> [Exercise]:
Set out every line of the entries below as a Markdown table with the columns "Row" and "Entry line", numbering the rows and dropping any blank lines. Leave the pictures out of the table.

> [Supplied data]:
>>

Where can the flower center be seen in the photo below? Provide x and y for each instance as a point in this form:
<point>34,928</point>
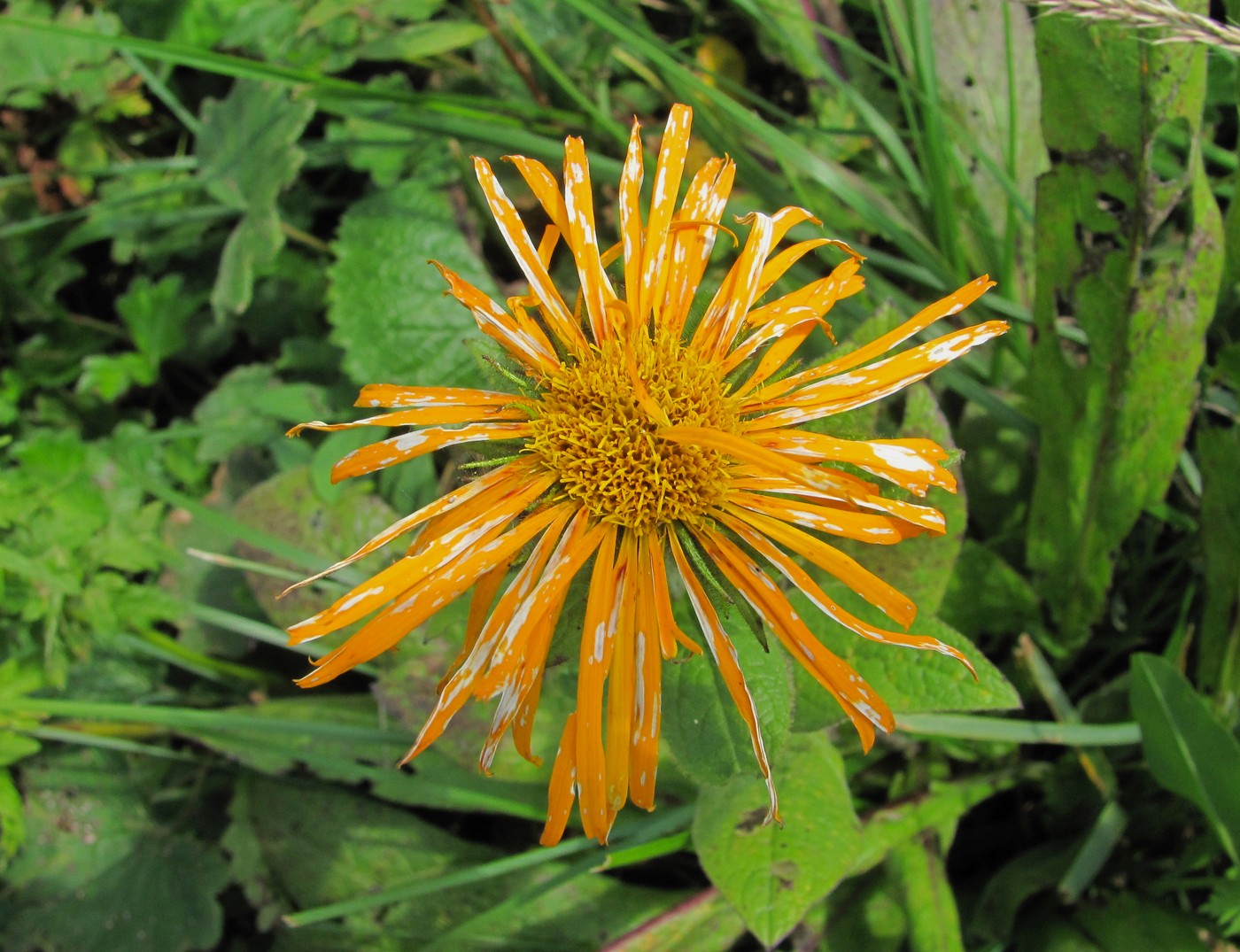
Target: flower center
<point>601,437</point>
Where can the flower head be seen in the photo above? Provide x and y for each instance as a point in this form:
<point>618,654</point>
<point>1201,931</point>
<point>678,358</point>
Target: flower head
<point>647,444</point>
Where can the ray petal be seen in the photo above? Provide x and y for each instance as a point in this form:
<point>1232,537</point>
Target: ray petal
<point>516,332</point>
<point>647,689</point>
<point>856,697</point>
<point>419,443</point>
<point>694,236</point>
<point>859,387</point>
<point>523,248</point>
<point>895,604</point>
<point>598,631</point>
<point>386,629</point>
<point>911,464</point>
<point>419,417</point>
<point>632,237</point>
<point>672,152</point>
<point>391,396</point>
<point>563,781</point>
<point>802,580</point>
<point>583,239</point>
<point>725,654</point>
<point>498,484</point>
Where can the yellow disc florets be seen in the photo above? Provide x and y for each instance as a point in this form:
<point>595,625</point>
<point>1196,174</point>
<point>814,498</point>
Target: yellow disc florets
<point>599,433</point>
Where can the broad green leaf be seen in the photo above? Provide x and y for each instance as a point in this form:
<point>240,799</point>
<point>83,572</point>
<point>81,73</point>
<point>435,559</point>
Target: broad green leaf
<point>247,151</point>
<point>772,875</point>
<point>1132,920</point>
<point>1218,645</point>
<point>864,914</point>
<point>988,596</point>
<point>1132,256</point>
<point>287,506</point>
<point>909,681</point>
<point>387,304</point>
<point>298,844</point>
<point>703,731</point>
<point>1190,751</point>
<point>252,406</point>
<point>939,809</point>
<point>934,920</point>
<point>89,837</point>
<point>247,155</point>
<point>160,898</point>
<point>988,82</point>
<point>1025,875</point>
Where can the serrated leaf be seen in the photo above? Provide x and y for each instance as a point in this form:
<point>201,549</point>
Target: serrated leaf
<point>387,306</point>
<point>252,406</point>
<point>253,244</point>
<point>288,507</point>
<point>1134,256</point>
<point>772,875</point>
<point>1190,750</point>
<point>157,313</point>
<point>247,149</point>
<point>247,154</point>
<point>934,920</point>
<point>298,846</point>
<point>986,595</point>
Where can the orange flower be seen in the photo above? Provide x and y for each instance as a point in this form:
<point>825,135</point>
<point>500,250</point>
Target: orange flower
<point>647,443</point>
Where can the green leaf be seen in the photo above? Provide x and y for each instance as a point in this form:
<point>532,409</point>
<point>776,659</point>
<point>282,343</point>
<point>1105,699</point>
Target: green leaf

<<

> [Solution]:
| Row | Entry line |
|---|---|
| 1 | Where can the flower center be seen in the photo below? Provide x and y for each instance as a point in this form: |
| 2 | <point>34,928</point> |
| 3 | Target: flower center |
| 4 | <point>601,437</point> |
| 5 | Where can the flower head be seen in the photo above? Provide x and y for each instance as a point in this form: |
| 6 | <point>618,654</point> |
| 7 | <point>1201,931</point> |
| 8 | <point>678,358</point> |
| 9 | Target: flower head |
| 10 | <point>647,444</point> |
| 11 | Where can the ray petal be seen in the photo above? Provide x and y for each instance as a point in this form: |
| 12 | <point>1232,537</point> |
| 13 | Target: ray petal |
| 14 | <point>516,332</point> |
| 15 | <point>647,689</point> |
| 16 | <point>856,697</point> |
| 17 | <point>419,443</point> |
| 18 | <point>694,236</point> |
| 19 | <point>859,387</point> |
| 20 | <point>523,248</point> |
| 21 | <point>895,604</point> |
| 22 | <point>598,631</point> |
| 23 | <point>386,629</point> |
| 24 | <point>911,464</point> |
| 25 | <point>419,417</point> |
| 26 | <point>632,237</point> |
| 27 | <point>672,152</point> |
| 28 | <point>391,396</point> |
| 29 | <point>563,781</point> |
| 30 | <point>802,580</point> |
| 31 | <point>583,239</point> |
| 32 | <point>725,654</point> |
| 33 | <point>498,484</point> |
| 34 | Where can the yellow disc florets be seen in the photo above? Provide x and y for each instance as a point in this form: |
| 35 | <point>595,625</point> |
| 36 | <point>1196,174</point> |
| 37 | <point>814,498</point> |
| 38 | Target: yellow disc florets |
| 39 | <point>599,433</point> |
| 40 | Where can the broad green leaf be seen in the photo above? Provide x and y for each instance as a point in this form: |
| 41 | <point>240,799</point> |
| 42 | <point>83,572</point> |
| 43 | <point>81,73</point> |
| 44 | <point>435,559</point> |
| 45 | Target: broad green leaf |
| 46 | <point>247,151</point> |
| 47 | <point>772,875</point> |
| 48 | <point>1132,920</point> |
| 49 | <point>1218,645</point> |
| 50 | <point>864,914</point> |
| 51 | <point>988,596</point> |
| 52 | <point>1132,256</point> |
| 53 | <point>287,506</point> |
| 54 | <point>909,681</point> |
| 55 | <point>387,304</point> |
| 56 | <point>298,844</point> |
| 57 | <point>703,731</point> |
| 58 | <point>1190,751</point> |
| 59 | <point>252,406</point> |
| 60 | <point>939,809</point> |
| 61 | <point>934,920</point> |
| 62 | <point>89,837</point> |
| 63 | <point>247,155</point> |
| 64 | <point>160,898</point> |
| 65 | <point>988,82</point> |
| 66 | <point>1025,875</point> |
| 67 | Where can the serrated leaf be seen in the photo above? Provide x and y for each instance as a point in this form: |
| 68 | <point>201,549</point> |
| 69 | Target: serrated leaf |
| 70 | <point>387,306</point> |
| 71 | <point>252,406</point> |
| 72 | <point>253,244</point> |
| 73 | <point>288,507</point> |
| 74 | <point>1134,256</point> |
| 75 | <point>772,875</point> |
| 76 | <point>1190,750</point> |
| 77 | <point>157,313</point> |
| 78 | <point>247,149</point> |
| 79 | <point>247,154</point> |
| 80 | <point>934,920</point> |
| 81 | <point>298,846</point> |
| 82 | <point>986,595</point> |
| 83 | Where can the orange flower be seen in the photo above? Provide x and y for each instance as a point in this form: |
| 84 | <point>825,135</point> |
| 85 | <point>500,250</point> |
| 86 | Target: orange flower |
| 87 | <point>647,443</point> |
| 88 | Where can the green leaf be seen in the photo above? Provide x and y for each instance as a point in this form: |
| 89 | <point>532,409</point> |
| 90 | <point>776,659</point> |
| 91 | <point>282,343</point> |
| 92 | <point>1105,699</point> |
| 93 | Target: green leaf |